Location identification entries:

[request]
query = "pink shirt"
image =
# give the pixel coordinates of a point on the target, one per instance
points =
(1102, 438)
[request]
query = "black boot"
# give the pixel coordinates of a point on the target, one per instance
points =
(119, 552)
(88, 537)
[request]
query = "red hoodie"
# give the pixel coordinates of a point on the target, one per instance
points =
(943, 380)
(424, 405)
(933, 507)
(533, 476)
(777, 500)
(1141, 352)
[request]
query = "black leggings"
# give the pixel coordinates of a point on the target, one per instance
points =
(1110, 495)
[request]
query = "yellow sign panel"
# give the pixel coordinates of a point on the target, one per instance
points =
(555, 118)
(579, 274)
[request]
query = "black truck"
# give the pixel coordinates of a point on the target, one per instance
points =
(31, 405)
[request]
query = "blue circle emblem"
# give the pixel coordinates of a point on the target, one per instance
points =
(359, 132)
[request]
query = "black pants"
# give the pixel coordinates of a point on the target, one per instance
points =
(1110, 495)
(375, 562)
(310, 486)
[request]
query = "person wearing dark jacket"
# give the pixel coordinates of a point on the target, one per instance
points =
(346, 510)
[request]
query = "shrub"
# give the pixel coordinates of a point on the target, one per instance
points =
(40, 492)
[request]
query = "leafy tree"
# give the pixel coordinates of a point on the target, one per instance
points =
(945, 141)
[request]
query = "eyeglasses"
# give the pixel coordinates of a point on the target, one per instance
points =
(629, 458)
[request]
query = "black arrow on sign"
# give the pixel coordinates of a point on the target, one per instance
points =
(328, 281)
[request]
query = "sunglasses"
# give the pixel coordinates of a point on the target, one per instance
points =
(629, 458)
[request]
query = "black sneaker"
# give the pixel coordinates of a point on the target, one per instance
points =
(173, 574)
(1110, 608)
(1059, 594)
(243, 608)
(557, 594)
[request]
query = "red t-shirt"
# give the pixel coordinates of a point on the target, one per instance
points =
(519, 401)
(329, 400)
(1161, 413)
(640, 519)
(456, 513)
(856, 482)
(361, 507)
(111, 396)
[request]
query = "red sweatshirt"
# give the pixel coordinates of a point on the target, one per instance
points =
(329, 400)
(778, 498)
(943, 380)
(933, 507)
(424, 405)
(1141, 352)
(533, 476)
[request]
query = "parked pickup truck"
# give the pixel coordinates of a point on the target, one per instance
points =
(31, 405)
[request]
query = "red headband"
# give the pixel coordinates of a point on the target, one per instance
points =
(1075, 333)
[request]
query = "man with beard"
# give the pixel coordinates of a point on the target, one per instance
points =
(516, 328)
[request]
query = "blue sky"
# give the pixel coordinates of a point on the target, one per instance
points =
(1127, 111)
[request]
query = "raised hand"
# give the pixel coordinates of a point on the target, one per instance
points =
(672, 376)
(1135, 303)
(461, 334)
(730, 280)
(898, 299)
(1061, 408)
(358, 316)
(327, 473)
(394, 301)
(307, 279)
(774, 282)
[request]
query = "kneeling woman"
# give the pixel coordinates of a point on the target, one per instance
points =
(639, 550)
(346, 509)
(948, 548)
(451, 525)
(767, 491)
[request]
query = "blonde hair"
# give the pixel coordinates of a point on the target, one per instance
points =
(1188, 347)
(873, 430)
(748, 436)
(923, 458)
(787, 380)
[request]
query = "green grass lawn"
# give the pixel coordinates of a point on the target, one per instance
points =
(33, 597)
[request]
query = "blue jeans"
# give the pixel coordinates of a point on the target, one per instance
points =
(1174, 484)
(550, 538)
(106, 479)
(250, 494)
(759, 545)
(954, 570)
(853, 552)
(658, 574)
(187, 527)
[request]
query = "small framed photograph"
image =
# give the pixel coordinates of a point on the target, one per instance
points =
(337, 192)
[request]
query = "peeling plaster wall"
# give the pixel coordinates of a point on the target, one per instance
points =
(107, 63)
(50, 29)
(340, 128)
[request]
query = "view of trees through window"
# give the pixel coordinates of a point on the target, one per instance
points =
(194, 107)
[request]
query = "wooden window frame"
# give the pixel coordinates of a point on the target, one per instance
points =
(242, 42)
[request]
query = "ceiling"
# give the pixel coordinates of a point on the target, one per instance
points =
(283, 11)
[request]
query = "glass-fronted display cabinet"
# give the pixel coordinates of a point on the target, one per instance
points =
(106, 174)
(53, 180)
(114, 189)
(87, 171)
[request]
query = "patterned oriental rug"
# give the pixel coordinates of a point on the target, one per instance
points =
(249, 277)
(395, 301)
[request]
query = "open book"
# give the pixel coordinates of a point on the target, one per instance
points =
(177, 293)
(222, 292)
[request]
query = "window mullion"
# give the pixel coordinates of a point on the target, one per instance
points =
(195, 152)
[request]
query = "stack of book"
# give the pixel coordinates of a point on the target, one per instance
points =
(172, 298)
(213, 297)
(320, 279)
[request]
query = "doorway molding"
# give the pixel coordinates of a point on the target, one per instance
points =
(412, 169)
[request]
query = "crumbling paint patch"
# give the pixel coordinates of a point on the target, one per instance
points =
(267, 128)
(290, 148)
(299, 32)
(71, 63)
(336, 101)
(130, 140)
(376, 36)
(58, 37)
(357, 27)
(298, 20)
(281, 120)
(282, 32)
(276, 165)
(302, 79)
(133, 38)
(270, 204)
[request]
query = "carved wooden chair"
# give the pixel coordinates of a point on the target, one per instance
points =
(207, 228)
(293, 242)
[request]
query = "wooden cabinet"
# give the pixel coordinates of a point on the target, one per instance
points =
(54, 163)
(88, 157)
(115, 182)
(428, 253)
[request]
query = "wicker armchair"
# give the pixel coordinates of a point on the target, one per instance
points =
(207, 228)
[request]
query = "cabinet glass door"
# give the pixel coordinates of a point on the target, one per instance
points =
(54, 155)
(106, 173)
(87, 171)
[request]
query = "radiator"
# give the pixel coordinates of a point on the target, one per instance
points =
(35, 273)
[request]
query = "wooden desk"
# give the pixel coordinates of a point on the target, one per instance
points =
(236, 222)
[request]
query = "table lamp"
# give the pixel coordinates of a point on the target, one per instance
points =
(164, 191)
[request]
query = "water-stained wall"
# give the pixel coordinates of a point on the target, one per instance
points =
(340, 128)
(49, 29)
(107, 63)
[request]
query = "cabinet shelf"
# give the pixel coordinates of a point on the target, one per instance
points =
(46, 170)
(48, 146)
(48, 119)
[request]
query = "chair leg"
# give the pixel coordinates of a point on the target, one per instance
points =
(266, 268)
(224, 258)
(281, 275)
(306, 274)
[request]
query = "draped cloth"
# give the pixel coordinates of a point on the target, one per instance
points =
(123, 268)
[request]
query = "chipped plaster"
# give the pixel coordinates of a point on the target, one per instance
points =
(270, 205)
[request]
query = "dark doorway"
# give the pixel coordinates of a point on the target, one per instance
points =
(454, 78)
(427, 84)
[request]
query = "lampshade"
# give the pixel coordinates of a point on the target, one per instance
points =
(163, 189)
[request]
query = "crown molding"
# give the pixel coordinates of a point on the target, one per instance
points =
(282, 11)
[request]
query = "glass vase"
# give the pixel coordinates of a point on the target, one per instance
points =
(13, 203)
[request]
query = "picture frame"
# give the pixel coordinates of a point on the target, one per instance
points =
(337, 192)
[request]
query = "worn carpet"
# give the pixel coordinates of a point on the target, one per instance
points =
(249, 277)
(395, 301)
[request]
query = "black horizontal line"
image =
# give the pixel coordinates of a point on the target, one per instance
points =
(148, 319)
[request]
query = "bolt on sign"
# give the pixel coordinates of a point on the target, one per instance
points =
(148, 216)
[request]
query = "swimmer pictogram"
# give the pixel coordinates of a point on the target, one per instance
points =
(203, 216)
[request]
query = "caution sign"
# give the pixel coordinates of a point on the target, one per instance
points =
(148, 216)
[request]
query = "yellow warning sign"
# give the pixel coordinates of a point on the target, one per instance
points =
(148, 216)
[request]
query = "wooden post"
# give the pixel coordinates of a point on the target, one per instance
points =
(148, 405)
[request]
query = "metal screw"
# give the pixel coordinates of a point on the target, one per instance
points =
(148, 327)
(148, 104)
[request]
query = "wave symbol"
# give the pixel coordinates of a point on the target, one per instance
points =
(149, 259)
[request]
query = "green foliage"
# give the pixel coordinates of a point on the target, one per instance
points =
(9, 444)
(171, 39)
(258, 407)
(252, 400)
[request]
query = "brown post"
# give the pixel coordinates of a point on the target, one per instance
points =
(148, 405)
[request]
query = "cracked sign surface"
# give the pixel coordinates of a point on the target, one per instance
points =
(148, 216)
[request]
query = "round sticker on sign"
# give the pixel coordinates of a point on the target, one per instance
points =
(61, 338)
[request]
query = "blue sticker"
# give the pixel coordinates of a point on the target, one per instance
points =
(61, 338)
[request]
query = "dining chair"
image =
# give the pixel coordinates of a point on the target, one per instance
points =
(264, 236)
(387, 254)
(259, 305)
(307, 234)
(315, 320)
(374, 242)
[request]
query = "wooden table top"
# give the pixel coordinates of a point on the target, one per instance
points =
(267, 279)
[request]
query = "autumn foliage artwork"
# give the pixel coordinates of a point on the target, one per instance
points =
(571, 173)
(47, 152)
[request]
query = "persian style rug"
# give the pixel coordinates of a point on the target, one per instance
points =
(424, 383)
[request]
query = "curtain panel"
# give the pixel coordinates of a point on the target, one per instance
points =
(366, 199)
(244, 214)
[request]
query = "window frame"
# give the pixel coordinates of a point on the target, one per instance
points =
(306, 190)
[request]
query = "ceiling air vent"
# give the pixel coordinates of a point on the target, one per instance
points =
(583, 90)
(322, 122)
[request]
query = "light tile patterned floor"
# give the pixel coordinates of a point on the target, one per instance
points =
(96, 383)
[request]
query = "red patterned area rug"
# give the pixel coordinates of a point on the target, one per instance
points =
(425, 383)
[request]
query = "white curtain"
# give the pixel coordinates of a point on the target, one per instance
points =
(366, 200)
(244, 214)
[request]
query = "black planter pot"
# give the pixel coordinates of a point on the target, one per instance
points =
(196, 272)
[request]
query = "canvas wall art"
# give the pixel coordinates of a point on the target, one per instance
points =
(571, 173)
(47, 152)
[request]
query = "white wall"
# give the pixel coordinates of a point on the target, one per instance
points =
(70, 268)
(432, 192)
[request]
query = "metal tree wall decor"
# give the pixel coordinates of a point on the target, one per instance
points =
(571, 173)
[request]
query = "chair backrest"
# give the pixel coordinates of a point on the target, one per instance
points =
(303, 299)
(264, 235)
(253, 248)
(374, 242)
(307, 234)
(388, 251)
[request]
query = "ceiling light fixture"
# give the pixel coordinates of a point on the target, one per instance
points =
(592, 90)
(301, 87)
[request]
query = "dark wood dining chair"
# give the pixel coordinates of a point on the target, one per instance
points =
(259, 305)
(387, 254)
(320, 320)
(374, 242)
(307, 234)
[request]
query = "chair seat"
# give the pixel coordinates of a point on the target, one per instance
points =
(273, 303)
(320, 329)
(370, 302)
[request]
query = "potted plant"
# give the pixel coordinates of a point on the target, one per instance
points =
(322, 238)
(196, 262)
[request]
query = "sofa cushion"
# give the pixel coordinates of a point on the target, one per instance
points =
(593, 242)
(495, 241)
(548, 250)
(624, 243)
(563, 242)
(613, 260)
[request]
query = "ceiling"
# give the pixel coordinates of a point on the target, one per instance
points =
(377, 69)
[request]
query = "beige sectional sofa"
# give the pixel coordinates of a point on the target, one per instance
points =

**THE REQUEST**
How many lines in the items above contain the word "dining"? Case counts, so match it with the same capitalization, and reply with the number alone.

**ANSWER FOR THIS EXERCISE**
2